Return the listing below word for word.

[start of Input for this task]

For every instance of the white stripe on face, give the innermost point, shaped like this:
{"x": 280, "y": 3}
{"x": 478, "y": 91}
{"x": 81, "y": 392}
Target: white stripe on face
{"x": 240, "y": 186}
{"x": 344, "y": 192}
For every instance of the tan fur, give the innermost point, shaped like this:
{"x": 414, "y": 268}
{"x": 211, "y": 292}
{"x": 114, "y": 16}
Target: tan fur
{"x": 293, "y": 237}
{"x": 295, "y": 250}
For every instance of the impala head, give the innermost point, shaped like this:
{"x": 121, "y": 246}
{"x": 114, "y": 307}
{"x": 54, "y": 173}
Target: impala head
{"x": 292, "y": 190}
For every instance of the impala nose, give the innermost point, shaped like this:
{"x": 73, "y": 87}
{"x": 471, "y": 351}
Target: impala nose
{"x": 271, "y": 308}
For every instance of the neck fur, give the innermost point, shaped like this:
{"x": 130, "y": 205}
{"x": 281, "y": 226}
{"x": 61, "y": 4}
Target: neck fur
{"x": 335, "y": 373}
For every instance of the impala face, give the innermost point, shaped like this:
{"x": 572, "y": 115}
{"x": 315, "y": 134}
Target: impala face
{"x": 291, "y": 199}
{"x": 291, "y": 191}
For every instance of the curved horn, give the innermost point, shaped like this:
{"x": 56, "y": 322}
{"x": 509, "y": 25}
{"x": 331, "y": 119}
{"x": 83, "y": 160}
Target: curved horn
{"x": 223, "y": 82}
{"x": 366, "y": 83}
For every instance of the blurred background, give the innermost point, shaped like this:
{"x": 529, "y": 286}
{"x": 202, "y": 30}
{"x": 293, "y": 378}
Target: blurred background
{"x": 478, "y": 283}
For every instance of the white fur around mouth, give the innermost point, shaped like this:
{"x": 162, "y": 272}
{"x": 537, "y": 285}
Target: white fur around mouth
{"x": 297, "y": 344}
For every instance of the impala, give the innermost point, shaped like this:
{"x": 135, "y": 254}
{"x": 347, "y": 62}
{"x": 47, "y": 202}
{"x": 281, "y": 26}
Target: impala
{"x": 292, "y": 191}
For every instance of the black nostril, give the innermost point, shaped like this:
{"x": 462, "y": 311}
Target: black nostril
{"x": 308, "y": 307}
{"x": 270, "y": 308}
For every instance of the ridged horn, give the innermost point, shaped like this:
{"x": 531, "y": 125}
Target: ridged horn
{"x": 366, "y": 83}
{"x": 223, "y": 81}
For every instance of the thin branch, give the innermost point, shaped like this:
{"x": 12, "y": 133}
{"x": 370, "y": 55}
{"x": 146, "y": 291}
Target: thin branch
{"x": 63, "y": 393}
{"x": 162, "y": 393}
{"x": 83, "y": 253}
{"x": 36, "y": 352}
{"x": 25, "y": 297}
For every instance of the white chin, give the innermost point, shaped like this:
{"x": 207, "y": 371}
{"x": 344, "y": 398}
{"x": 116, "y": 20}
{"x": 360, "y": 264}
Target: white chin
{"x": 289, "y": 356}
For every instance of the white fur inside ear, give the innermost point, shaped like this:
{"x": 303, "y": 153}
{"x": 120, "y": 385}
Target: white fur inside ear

[end of Input for this task]

◆ **In response**
For every instance of the white stripe on face, give the innermost point, shaped like this:
{"x": 280, "y": 3}
{"x": 478, "y": 91}
{"x": 81, "y": 392}
Target: white stripe on face
{"x": 240, "y": 186}
{"x": 344, "y": 192}
For every instance of the tan fur, give the innermost point, shaped like this:
{"x": 414, "y": 268}
{"x": 211, "y": 292}
{"x": 114, "y": 16}
Target: tan fur
{"x": 293, "y": 237}
{"x": 295, "y": 250}
For every instance of the impala head, give the innermost point, shaped like this:
{"x": 121, "y": 246}
{"x": 114, "y": 307}
{"x": 54, "y": 173}
Target: impala head
{"x": 292, "y": 190}
For every instance of the impala nose, give the innermost point, shaped like this:
{"x": 73, "y": 87}
{"x": 471, "y": 351}
Target: impala nose
{"x": 271, "y": 308}
For every instance of the neck fur, give the innermost point, shaped like this:
{"x": 130, "y": 205}
{"x": 281, "y": 226}
{"x": 61, "y": 4}
Target: neck fur
{"x": 335, "y": 373}
For every instance of the impala face, give the innermost point, shaped like this:
{"x": 572, "y": 115}
{"x": 315, "y": 134}
Target: impala face
{"x": 291, "y": 199}
{"x": 291, "y": 191}
For every instance of the curved horn, give the innermost point, shaped like this:
{"x": 56, "y": 322}
{"x": 509, "y": 25}
{"x": 331, "y": 119}
{"x": 83, "y": 160}
Target: curved horn
{"x": 223, "y": 82}
{"x": 366, "y": 83}
For every instance of the blurred background, give the innermost point, shaped like this:
{"x": 529, "y": 286}
{"x": 202, "y": 30}
{"x": 293, "y": 378}
Target: blurred background
{"x": 478, "y": 283}
For every instance of the white fur around mouth, give the innermost point, shaped like this:
{"x": 162, "y": 272}
{"x": 537, "y": 285}
Target: white fur around mouth
{"x": 297, "y": 344}
For every instance of the impala, give the innermost point, shaped like this:
{"x": 135, "y": 254}
{"x": 347, "y": 62}
{"x": 47, "y": 202}
{"x": 281, "y": 26}
Target: impala
{"x": 292, "y": 191}
For every instance of the black nostril, give the innermost point, shaped like this:
{"x": 462, "y": 311}
Target: black nostril
{"x": 308, "y": 307}
{"x": 270, "y": 308}
For every instance of the ridged horn, give the innermost point, shaped like this:
{"x": 531, "y": 125}
Target: ridged horn
{"x": 366, "y": 83}
{"x": 223, "y": 81}
For every instance of the thin branch, give the innermost point, shaped like this:
{"x": 12, "y": 133}
{"x": 370, "y": 55}
{"x": 146, "y": 291}
Target: thin branch
{"x": 63, "y": 393}
{"x": 162, "y": 393}
{"x": 83, "y": 253}
{"x": 36, "y": 352}
{"x": 25, "y": 297}
For every instance of the white chin, give the innermost point, shaped like this:
{"x": 207, "y": 371}
{"x": 344, "y": 398}
{"x": 116, "y": 20}
{"x": 360, "y": 264}
Target: white chin
{"x": 289, "y": 356}
For every instance of the white fur inside ear, give the innermost point, shaped like this:
{"x": 303, "y": 153}
{"x": 120, "y": 385}
Target: white fur inside ear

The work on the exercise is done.